## Begin SELECTED EXTRACT

# Every Good Book Needs a Villain



## grudginglycurmudgeonly (Jun 9, 2012)

Bound by flesh or threat, for a book to be a good book, does it need to have an elemet of peril?


----------



## Eric C (Aug 3, 2009)

Every good book needs conflict, whether external or internal, preferably both. Does conflict always require a villain? I don't think so. Tolstoy once said: "The best stories don't come from ‘good vs. bad’ but from ‘good vs. good.’ "


----------



## grudginglycurmudgeonly (Jun 9, 2012)

Ah tis a question of vantage point then? Like the War Tolstoy spoke of - 'good' really does depend on which side of those spiky bits of metal you're standing on 

Staying away from the no man's land of contrived metaphors, isn't at least some notion of villainy required, some stirring of negative emotion in the reader - rather than just simply conflict?


----------



## R. M. Reed (Nov 11, 2009)

There's "Man vs. Nature." Nature isn't a villain, really, but often threatens the survival of humans.

Also many villains, in stories and real life, think they are good. The conflict escalates a lot more when both sides think they're right.


----------



## grudginglycurmudgeonly (Jun 9, 2012)

I know it's a well thumbed cliche, but it's often remarked that 'the only difference between terrorists and patriots is victory and the passage of a few years'

Man Vs Nature sounds suspiciously like a Bear Grylls featurette - in which case I direct you to the notion that in this case, the action of drinking your own urine is the natural enemy (and remedy, miraculously)

## End SELECTED EXTRACT

*GIVEN INSTRUCTION:* Copy word for word the part of the thread on whether a good book needs a villain that begins with "Every good book needs conflict, whether" and ends with "just simply conflict?". The lines that follow come from another source, not from the thread.

## Begin GIVEN ENTRIES

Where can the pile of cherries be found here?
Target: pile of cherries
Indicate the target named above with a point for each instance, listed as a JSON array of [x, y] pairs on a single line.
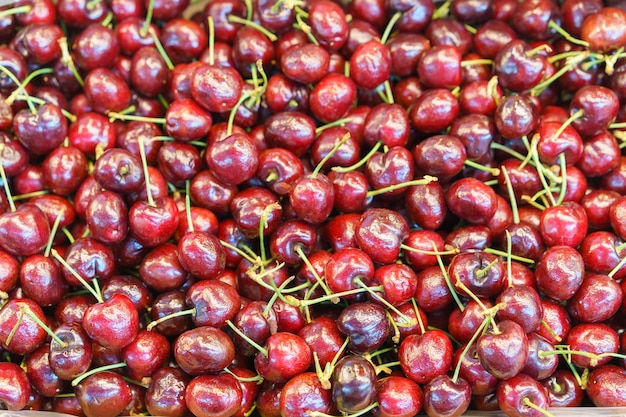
[[312, 207]]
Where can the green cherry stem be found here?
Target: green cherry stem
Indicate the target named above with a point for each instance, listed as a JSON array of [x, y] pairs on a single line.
[[109, 367]]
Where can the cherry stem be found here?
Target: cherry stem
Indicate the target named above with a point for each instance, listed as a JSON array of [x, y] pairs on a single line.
[[540, 171], [18, 322], [570, 62], [473, 164], [90, 372], [313, 413], [594, 357], [330, 154], [617, 267], [146, 24], [211, 25], [26, 196], [236, 19], [160, 320], [418, 316], [162, 52], [362, 162], [551, 331], [243, 254], [338, 122], [16, 10], [258, 378], [301, 25], [509, 254], [76, 275], [470, 62], [53, 232], [41, 71], [480, 273], [131, 117], [307, 262], [443, 10], [452, 251], [392, 22], [26, 310], [563, 190], [407, 321], [534, 406], [330, 297], [146, 172], [190, 225], [446, 277], [504, 254], [254, 344], [477, 333], [553, 25], [5, 181], [512, 199]]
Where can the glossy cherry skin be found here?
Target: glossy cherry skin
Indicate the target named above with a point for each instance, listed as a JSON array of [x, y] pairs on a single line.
[[318, 398], [15, 386], [201, 254], [563, 389], [504, 353], [111, 390], [560, 282], [423, 357], [166, 393], [203, 350], [28, 335], [603, 386], [287, 356], [213, 395], [512, 393], [76, 357], [398, 397], [353, 383], [113, 323], [445, 397]]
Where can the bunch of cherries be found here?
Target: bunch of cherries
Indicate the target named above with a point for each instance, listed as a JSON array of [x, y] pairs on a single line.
[[312, 207]]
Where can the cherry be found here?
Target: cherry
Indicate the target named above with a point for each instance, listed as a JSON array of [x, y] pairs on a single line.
[[317, 399], [213, 395], [111, 390], [203, 350], [398, 397], [424, 357], [503, 351], [522, 395], [563, 389], [353, 383], [15, 386], [284, 356], [366, 326], [552, 280], [434, 110], [602, 386], [444, 396]]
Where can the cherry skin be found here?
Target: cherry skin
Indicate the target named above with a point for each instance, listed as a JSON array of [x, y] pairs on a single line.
[[353, 383], [504, 352], [15, 386], [512, 394], [286, 356], [424, 357], [445, 397], [111, 390], [213, 395], [398, 397], [113, 323], [317, 398]]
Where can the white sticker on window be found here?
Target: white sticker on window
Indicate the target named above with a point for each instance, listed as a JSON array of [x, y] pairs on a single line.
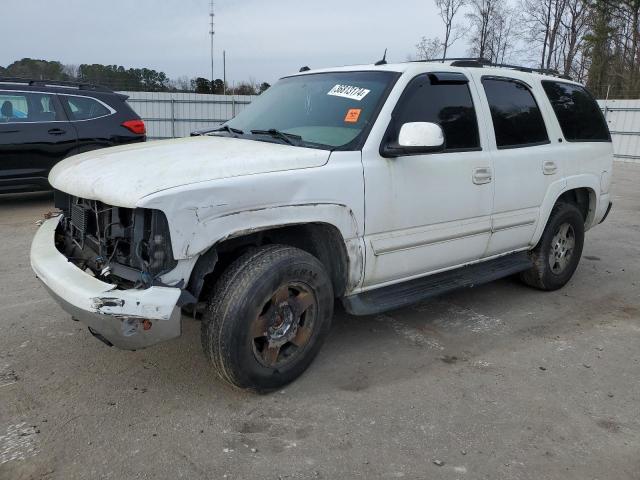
[[347, 91]]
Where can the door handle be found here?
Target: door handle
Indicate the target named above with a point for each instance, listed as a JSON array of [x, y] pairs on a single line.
[[482, 176], [549, 168]]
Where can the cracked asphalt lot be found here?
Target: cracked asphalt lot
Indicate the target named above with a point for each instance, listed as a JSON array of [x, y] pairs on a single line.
[[498, 382]]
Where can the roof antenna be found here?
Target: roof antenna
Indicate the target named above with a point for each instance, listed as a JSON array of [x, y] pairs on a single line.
[[383, 61]]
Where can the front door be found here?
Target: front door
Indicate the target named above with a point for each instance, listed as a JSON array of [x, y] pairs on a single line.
[[426, 213]]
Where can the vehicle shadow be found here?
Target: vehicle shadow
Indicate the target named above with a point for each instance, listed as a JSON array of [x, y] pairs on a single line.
[[453, 331], [33, 198]]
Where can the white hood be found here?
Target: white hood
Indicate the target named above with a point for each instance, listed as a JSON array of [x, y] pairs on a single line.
[[121, 176]]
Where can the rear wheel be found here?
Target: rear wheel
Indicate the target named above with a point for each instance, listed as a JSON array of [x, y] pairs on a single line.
[[268, 317], [558, 253]]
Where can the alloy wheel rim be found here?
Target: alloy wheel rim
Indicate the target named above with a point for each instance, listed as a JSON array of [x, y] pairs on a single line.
[[284, 326], [562, 248]]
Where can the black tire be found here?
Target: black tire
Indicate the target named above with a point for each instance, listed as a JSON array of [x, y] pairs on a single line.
[[553, 262], [277, 290]]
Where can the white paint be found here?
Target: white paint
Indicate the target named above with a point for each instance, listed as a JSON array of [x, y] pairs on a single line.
[[124, 175], [18, 443], [83, 290]]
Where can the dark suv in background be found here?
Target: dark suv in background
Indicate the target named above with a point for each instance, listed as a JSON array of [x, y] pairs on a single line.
[[43, 122]]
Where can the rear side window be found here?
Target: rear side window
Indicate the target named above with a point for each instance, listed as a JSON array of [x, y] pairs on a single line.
[[27, 107], [517, 120], [447, 104], [578, 113], [85, 108]]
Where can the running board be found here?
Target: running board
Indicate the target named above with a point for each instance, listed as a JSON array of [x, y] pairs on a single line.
[[406, 293]]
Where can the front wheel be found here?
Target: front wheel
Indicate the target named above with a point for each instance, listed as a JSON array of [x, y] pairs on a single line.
[[558, 253], [268, 317]]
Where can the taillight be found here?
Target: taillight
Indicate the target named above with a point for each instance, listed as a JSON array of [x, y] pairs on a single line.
[[136, 126]]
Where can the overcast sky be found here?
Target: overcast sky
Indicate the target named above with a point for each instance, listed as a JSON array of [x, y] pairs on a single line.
[[263, 39]]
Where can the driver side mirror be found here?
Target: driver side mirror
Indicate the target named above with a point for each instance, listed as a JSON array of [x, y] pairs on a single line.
[[416, 138]]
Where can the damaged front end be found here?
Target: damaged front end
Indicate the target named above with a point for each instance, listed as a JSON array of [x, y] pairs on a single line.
[[128, 247], [103, 265]]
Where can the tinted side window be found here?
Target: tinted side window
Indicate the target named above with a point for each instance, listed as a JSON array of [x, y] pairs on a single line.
[[447, 104], [578, 113], [516, 116], [17, 107], [85, 108]]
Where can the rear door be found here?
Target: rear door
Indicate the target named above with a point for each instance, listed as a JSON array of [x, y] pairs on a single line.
[[526, 158], [99, 124], [34, 135]]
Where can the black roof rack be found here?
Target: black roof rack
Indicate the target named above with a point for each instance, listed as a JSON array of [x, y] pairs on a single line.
[[483, 62], [56, 83]]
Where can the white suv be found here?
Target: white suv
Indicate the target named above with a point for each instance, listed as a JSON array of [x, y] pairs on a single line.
[[378, 185]]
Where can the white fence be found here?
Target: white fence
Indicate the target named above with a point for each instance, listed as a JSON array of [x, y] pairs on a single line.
[[623, 117], [171, 115]]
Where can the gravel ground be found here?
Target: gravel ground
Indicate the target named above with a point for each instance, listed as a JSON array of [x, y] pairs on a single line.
[[498, 382]]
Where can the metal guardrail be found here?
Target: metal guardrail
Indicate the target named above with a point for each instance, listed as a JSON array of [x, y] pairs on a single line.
[[624, 124], [172, 115]]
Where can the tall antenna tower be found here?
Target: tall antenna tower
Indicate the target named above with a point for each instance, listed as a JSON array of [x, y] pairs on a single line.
[[212, 32]]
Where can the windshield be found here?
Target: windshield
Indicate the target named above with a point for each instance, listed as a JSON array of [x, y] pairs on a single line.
[[325, 110]]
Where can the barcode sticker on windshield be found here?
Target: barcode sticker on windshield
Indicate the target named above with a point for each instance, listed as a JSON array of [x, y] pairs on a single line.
[[347, 91]]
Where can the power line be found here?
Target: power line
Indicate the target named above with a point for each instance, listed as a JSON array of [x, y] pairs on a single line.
[[212, 33]]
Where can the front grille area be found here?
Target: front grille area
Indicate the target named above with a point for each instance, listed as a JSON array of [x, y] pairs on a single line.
[[126, 246]]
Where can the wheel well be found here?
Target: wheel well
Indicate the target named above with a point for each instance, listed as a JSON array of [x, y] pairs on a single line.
[[321, 240], [584, 199]]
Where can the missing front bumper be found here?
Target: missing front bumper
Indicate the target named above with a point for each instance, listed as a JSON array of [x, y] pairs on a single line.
[[128, 319]]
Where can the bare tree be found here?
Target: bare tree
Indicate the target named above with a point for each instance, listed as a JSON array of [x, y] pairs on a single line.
[[575, 25], [481, 18], [543, 19], [448, 11], [428, 48], [502, 36]]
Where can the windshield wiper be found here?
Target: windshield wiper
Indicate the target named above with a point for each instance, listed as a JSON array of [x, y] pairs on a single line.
[[285, 137], [228, 129]]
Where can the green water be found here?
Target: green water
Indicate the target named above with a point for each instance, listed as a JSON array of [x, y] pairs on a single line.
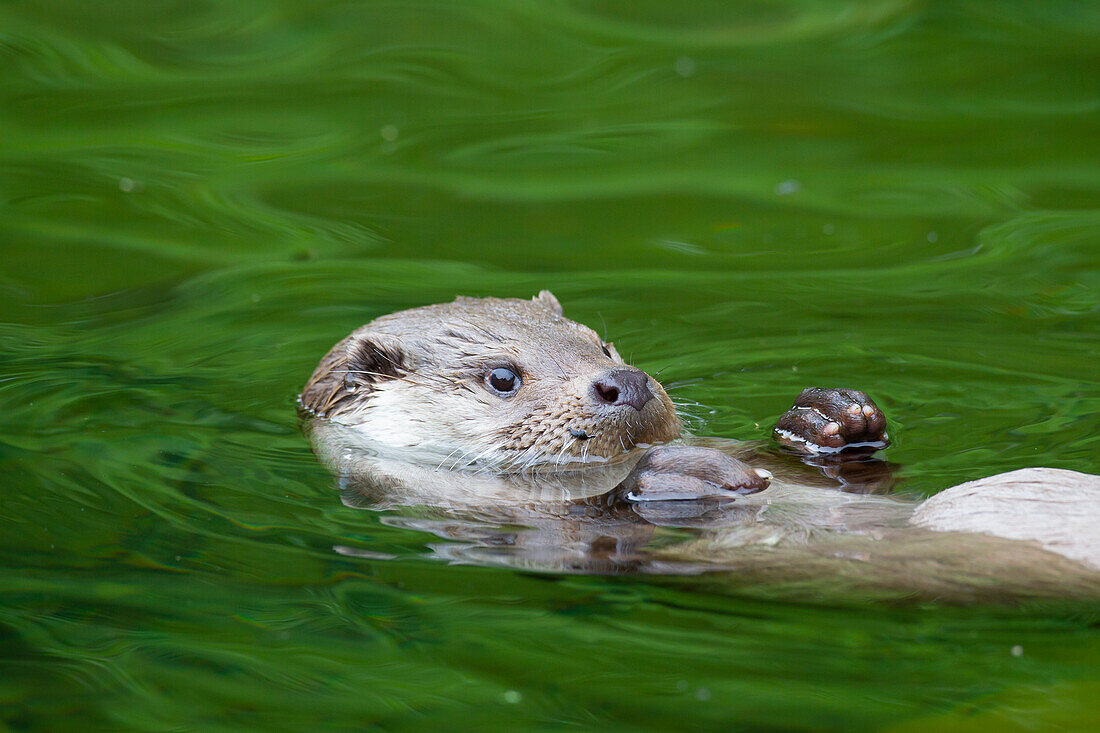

## End GIVEN ENTRIES

*CORRECT OUTPUT:*
Every good book needs conflict, whether external or internal, preferably both. Does conflict always require a villain? I don't think so. Tolstoy once said: "The best stories don't come from ‘good vs. bad’ but from ‘good vs. good.’ "


----------



## grudginglycurmudgeonly (Jun 9, 2012)

Ah tis a question of vantage point then? Like the War Tolstoy spoke of - 'good' really does depend on which side of those spiky bits of metal you're standing on 

Staying away from the no man's land of contrived metaphors, isn't at least some notion of villainy required, some stirring of negative emotion in the reader - rather than just simply conflict?